Фрагмент документа –
Мучительным был для меня этот сезон. И, как ни странно, большую роль в этом сыграла близость Москвы.
— И дома и замужем, — обрадовалась мама, узнав, что я буду на Лопатинском руднике, всего в каких-нибудь трех часах езды!
Нет. Я оказался не дома и не совсем замужем. К Москве меня привязывало все: дом, и дружба, и появившаяся уже в ту пору романтическая, безнадежная любовь. На руднике была совсем другая жизнь, тяжелая, но чем-то меня увлекавшая. И вот образовался какой-то заколдованный круг: я мог бы, сцепив зубы, преодолеть недоброжелательность мастеров: рабочие относились ко мне хорошо и звали немного пренебрежительно «мастерок» (не мастер даже — в 18 лет такое — как острый нож). Но для этого надо было плотнее осесть на руднике, быть с ними не только на смене, но и после смены, и в выходной день. Тогда я, может быть, нашел бы дружескую поддержку и у местных инженеров. Но я почти каждую неделю ездил домой, а затем снова и снова переживал горечь расставания со всем, что мне дорого; едва приехав на рудник, начинал считать, сколько дней осталось до следующего выходного, старался поменяться с кем-нибудь сменой, чтобы вышло два выходных подряд, словом, мыслями все время был в Москве — и одна из горчайших мыслей была та, что если бы мне не нужно было уезжать сюда, может быть, и любовь была бы не так безнадежна. Словом, я еще мог бы прижиться на руднике, не будь так близко Москва. К лучшему ли это было бы в общем ходе моей жизни, сказать трудно. Но что в то время мне было бы легче — пожалуй, факт.
— Наверно, ты какой-то Лутоня[1], — сказал мне однажды мой сверстник, монтер из моей смены Лебедев. — У тебя и отец с матерью, и квартира в Москве. А ты приехал сюда, в тайгу, в глушь. Дома-то никуда не взяли, что ли?

Предоставленные сведения –
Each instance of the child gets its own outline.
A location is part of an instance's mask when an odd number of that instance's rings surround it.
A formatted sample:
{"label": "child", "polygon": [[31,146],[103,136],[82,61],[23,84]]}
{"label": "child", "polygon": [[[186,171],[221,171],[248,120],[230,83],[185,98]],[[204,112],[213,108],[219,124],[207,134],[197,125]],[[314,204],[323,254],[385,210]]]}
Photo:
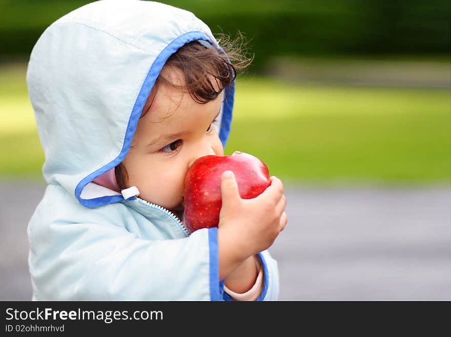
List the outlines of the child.
{"label": "child", "polygon": [[280,180],[243,200],[226,173],[218,227],[180,221],[187,169],[223,155],[230,56],[158,3],[92,3],[46,29],[27,76],[49,184],[28,227],[33,300],[277,299]]}

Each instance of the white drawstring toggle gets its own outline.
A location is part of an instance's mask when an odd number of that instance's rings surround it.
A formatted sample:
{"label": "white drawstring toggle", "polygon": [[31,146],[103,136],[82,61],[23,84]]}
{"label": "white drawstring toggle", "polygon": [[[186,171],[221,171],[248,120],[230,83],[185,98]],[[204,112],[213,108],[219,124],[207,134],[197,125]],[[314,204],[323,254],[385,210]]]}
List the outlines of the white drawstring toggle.
{"label": "white drawstring toggle", "polygon": [[136,186],[132,186],[120,191],[124,199],[128,199],[132,196],[138,196],[139,195],[139,190]]}

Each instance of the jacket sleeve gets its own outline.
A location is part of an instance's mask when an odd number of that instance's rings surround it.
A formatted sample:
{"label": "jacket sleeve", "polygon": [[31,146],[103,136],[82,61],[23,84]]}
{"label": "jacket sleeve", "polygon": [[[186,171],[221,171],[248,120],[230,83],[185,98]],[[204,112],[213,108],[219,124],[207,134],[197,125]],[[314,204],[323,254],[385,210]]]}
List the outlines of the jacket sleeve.
{"label": "jacket sleeve", "polygon": [[[263,277],[261,293],[256,301],[277,301],[279,298],[279,271],[277,262],[271,257],[268,250],[259,253],[258,256],[261,261]],[[222,286],[223,287],[223,285]],[[225,288],[227,289],[227,287]],[[224,301],[234,300],[230,294],[225,291],[223,292],[223,298]]]}
{"label": "jacket sleeve", "polygon": [[34,299],[222,300],[217,228],[142,240],[92,213],[91,222],[74,221],[84,208],[60,205],[45,196],[29,224]]}

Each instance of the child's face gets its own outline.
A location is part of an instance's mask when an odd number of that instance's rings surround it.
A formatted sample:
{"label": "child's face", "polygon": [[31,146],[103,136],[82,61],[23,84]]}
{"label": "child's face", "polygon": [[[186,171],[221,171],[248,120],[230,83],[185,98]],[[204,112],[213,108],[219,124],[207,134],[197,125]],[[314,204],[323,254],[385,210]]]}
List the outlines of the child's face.
{"label": "child's face", "polygon": [[[165,70],[165,77],[183,84],[181,71]],[[132,145],[122,164],[127,187],[135,186],[139,197],[172,211],[183,209],[185,175],[197,158],[223,155],[212,123],[218,116],[222,94],[206,104],[188,92],[160,85],[150,109],[138,122]]]}

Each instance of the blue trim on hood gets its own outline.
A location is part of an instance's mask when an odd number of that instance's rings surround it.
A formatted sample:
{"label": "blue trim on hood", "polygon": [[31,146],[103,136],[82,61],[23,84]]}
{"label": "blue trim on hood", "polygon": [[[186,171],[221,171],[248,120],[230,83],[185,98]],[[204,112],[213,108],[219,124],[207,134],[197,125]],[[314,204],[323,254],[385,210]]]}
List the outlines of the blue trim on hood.
{"label": "blue trim on hood", "polygon": [[[158,75],[159,75],[160,72],[161,71],[166,61],[171,55],[177,51],[181,47],[191,41],[196,39],[211,42],[209,37],[202,32],[195,31],[186,33],[173,40],[171,43],[168,44],[161,51],[156,58],[155,58],[147,74],[144,83],[141,87],[139,93],[138,94],[138,97],[132,110],[120,153],[113,161],[110,162],[107,165],[92,172],[78,183],[75,187],[75,195],[80,204],[85,207],[93,208],[124,200],[121,195],[106,196],[93,199],[82,199],[80,197],[80,194],[83,189],[87,185],[101,174],[117,166],[124,160],[130,149],[132,140],[133,138],[135,131],[136,130],[138,121],[141,116],[142,108],[144,107],[144,105],[147,100],[147,97],[149,96],[155,81],[156,81],[156,78]],[[228,95],[223,106],[222,118],[221,121],[221,130],[219,132],[219,138],[222,143],[222,146],[224,147],[229,137],[229,133],[230,131],[230,124],[232,121],[232,109],[233,107],[233,94],[234,92],[234,83],[231,86],[229,92],[227,93]],[[128,200],[131,200],[134,199],[134,197],[132,197]]]}
{"label": "blue trim on hood", "polygon": [[224,281],[219,282],[217,227],[212,227],[208,229],[208,246],[210,254],[210,301],[222,301]]}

Короткая задача 1 –
Перечислите все, что, по словам рассказчика из отрывка о сезоне на Лопатинском руднике, привязывало его к Москве.
Короткая задача 2 –
Замените в отрывке о руднике "мама" на "сестра" и приведите текст от "Мучительным был для" до "трех часах езды!" включительно.
Короткая задача 3 –
Допишите следующую часть воспоминаний о сезоне на Лопатинском руднике.

Ответ 1 –
Дом, дружба и романтическая, безнадежная любовь.

Ответ 2 –
Мучительным был для меня этот сезон. И, как ни странно, большую роль в этом сыграла близость Москвы.
— И дома и замужем, — обрадовалась сестра, узнав, что я буду на Лопатинском руднике, всего в каких-нибудь трех часах езды!

Ответ 3 –
И все-таки я работал и жил на руднике и участвовал в его горестях и радостях. В то лето я впервые узнал подмостки клубной сцены: ставили «Квадратуру круга»[2], и мне досталась роль Емельяна Черноземского. Помнится, этот первый успех (а провалов на клубной сцене не бывает) так окрылил меня, что я даже написал маме восторженное письмо — как артист артистке. Впечатлений осталось от этого два: что гримироваться очень трудно и что смотреть со сцены в темный зал, где никого не видишь, а только ощущаешь множество людей, совсем не страшно и даже приятно.
Вскоре мне предложили по совместительству работать в клубной библиотеке, и я охотно согласился: зарплаты при частых поездках в Москву едва хватало на пропитание. А нужно было и пальто к зиме купить. Тут я узнал многих в новом качестве: туповатый, как я раньше думал, монтер Быстров, оказывается, запоем читал стихи (и, как я теперь понимаю, наверное, и сам писал), холодноватый Мельников был не только очень для главного инженера аккуратным читателем, но и страстным поклонником Пильняка.
Волей-неволей я присутствовал и при том, что не соответствовало ни моему возрасту, ни тогдашнему романтическому настроению. Постоянно висящий в траншее мат я как-то не считал несовместимым с моей нежной любовью, даже старался достигнуть известной квалификации в этой сфере и, к стыду моему, преуспел. Скабрезные истории и стихи Баркова, которыми то и дело обменивались в нашей бригаде, также меня не оскорбляли. А рассказы нашего бригадира Ивана Тютнева о его донжуанских похождениях в юности и теперь, снабженные красочными интимными подробностями, слушал даже почтительно. (Вот как надо вести себя с женщинами! А я-то, дурак, безнадежно влюблен!)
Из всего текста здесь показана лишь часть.